Set out every line of the entries below as a numbered list, skipping blank lines and leaving out the pictures.
* BEGIN *
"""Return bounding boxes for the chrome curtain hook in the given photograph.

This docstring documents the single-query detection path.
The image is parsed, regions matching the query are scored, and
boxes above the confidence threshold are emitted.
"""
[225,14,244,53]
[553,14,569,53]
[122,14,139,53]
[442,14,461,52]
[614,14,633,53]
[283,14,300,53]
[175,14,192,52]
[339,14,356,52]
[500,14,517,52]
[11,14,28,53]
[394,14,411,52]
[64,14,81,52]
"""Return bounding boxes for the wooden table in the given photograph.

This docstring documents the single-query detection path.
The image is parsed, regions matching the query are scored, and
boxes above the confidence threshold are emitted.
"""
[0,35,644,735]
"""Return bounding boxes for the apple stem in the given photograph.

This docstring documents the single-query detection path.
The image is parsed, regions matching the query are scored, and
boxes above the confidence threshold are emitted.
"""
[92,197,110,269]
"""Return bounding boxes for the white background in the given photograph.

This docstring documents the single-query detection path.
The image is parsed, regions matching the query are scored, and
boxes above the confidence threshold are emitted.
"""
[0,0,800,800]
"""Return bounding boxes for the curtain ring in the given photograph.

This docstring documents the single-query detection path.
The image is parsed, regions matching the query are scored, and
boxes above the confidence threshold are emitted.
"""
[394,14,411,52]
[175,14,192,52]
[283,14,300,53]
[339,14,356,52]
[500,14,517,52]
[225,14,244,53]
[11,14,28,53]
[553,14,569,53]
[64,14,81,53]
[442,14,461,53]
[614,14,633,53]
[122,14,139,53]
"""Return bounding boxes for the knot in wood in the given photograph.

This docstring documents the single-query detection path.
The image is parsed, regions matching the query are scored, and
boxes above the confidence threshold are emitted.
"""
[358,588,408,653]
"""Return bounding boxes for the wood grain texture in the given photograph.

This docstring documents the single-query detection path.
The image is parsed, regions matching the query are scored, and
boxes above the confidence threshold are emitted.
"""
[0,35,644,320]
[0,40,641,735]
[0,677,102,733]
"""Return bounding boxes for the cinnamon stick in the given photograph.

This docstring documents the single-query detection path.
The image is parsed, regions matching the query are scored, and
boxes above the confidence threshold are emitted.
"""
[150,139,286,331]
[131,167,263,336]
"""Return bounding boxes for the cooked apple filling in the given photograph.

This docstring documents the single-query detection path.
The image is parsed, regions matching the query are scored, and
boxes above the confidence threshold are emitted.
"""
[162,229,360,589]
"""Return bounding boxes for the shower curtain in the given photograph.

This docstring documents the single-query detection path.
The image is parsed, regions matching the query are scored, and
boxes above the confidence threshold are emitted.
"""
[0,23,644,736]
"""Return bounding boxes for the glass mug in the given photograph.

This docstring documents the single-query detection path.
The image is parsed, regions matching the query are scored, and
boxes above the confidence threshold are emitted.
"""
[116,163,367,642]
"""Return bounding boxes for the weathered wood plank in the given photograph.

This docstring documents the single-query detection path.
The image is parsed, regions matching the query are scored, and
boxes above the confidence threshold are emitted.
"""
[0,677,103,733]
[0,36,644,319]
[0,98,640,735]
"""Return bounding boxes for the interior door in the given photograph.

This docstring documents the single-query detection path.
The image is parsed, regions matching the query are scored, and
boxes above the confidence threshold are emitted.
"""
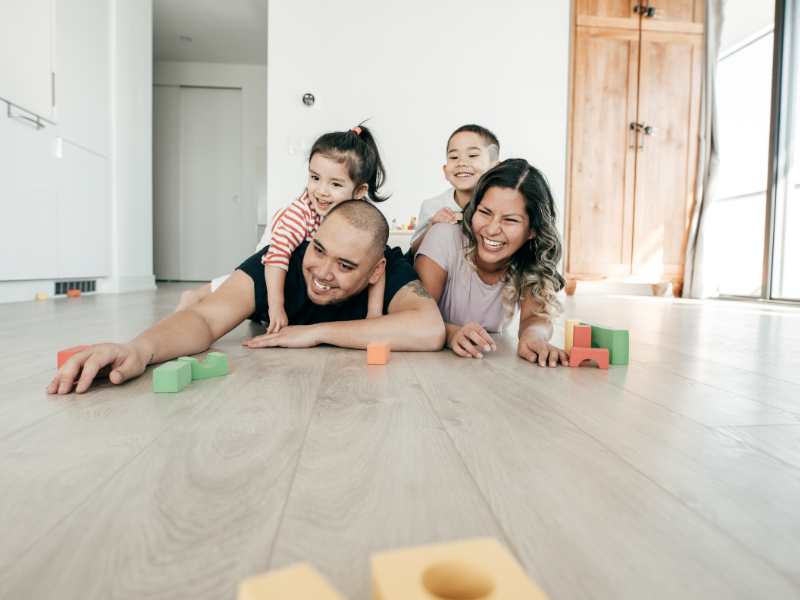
[153,85,181,280]
[633,31,703,277]
[641,0,705,33]
[575,0,644,29]
[567,27,639,275]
* END *
--- Exercise output ---
1. """Return bounding boxes for the chrome curtain hook in the given photograph.
2. This docstring documents the single-query detection path.
3. The image is parsed, regions matching the query are scored, and
4. boxes above the confidence threshold are emitted.
5. """
6. [225,14,244,53]
7. [553,14,569,53]
8. [122,14,139,53]
9. [442,14,461,52]
10. [614,14,633,53]
11. [283,14,300,53]
12. [175,14,192,52]
13. [339,14,356,52]
14. [500,14,517,52]
15. [11,14,28,53]
16. [394,14,411,52]
17. [64,14,81,52]
18. """Return bounding boxes for the wooden table in the given photograph.
19. This docstring documents the single-query detection path.
20. The image is parsed, regions matching the query are scored, and
21. boxes above the confidence threshold are emitted.
22. """
23. [0,35,644,735]
24. """Return bounding boxes for the apple stem in the given photograph.
25. This docstring documents the single-query detection path.
26. The image is parsed, regions matching the query are scored, and
27. boxes above the confidence threshold are emitted.
28. """
29. [92,197,110,269]
30. """Return bounding boxes for the white background in the given photograph.
31. This docstring documents the single-query detection path.
32. The image is parsed, regions matching the query are scored, and
33. boxes above the confidence threshold are emitted.
34. """
35. [0,0,800,800]
36. """Return bounding boxes for the curtain ring in the given photograph.
37. This docstring documents the single-query detection path.
38. The image is parsed, regions matching the query are scored, and
39. boxes above the confidence threshold are emitted.
40. """
41. [394,14,411,52]
42. [175,14,192,52]
43. [283,14,300,53]
44. [339,14,356,52]
45. [500,14,517,52]
46. [225,14,244,53]
47. [11,14,28,53]
48. [553,14,569,53]
49. [64,14,81,53]
50. [442,14,461,53]
51. [614,14,633,53]
52. [122,14,139,53]
53. """Return bounding boxes for the knot in wood in the given photograph.
54. This docstring documents the single-query detection path.
55. The image is parsed, regions matching the query are scored, and
56. boxes above the confidence threshold are emitted.
57. """
58. [358,588,408,653]
59. """Return bounding boxes for the wood grain texture in the given photograph.
60. This docstring documents the single-query detection path.
61. The image is parsed, regions matching the query are scored, and
62. boxes above the confidence threshold are emitted.
63. """
64. [0,35,644,320]
65. [0,40,641,735]
66. [0,677,102,733]
67. """Return bounding boxes for the cinnamon stick in the given photograph.
68. This docstring documents the single-query detection path.
69. The image is parsed, regions matching the query are scored, and
70. boxes above the confidence threshold are emitted.
71. """
72. [150,139,286,331]
73. [131,167,263,336]
74. """Return bounding boxes for the cooked apple filling in the given photograph.
75. This docstring documents the single-query detection path.
76. The image is parsed, regions matching the query are scored, and
77. boxes above the confidence threshold are emitted.
78. """
79. [162,229,360,589]
80. """Return bounding boxes for the shower curtain in the given photograph.
81. This docstring documents the single-query detection path.
82. The image is parsed, regions matching the query are scored, and
83. boxes above the confidence threshold are emitted.
84. """
85. [0,23,644,736]
86. """Return bounding boxes for the glass mug in the given photograph.
87. This docstring documents the single-query detection path.
88. The image is parsed, regions matching the query are scored, and
89. boxes above the confidence threshold are emitted.
90. """
91. [116,163,367,642]
92. """Return bounding boxes for the weathered wood plank in the given photograph.
93. This docstring documents the single-query detection path.
94. The image is parsed, regions matching the query are scored, and
95. boxes above the confidence threshold are emitted.
96. """
97. [0,677,103,733]
98. [0,36,644,319]
99. [0,98,640,735]
100. """Return bounding boxes for the interior door in the given photograph.
101. This docstring documents the single-query detection path.
102. The image is parsed, regions matching the query are scored, and
103. boxes above the confidence threshold are emitted.
104. """
105. [153,85,181,280]
106. [633,31,703,277]
107. [641,0,705,33]
108. [575,0,644,29]
109. [567,27,639,275]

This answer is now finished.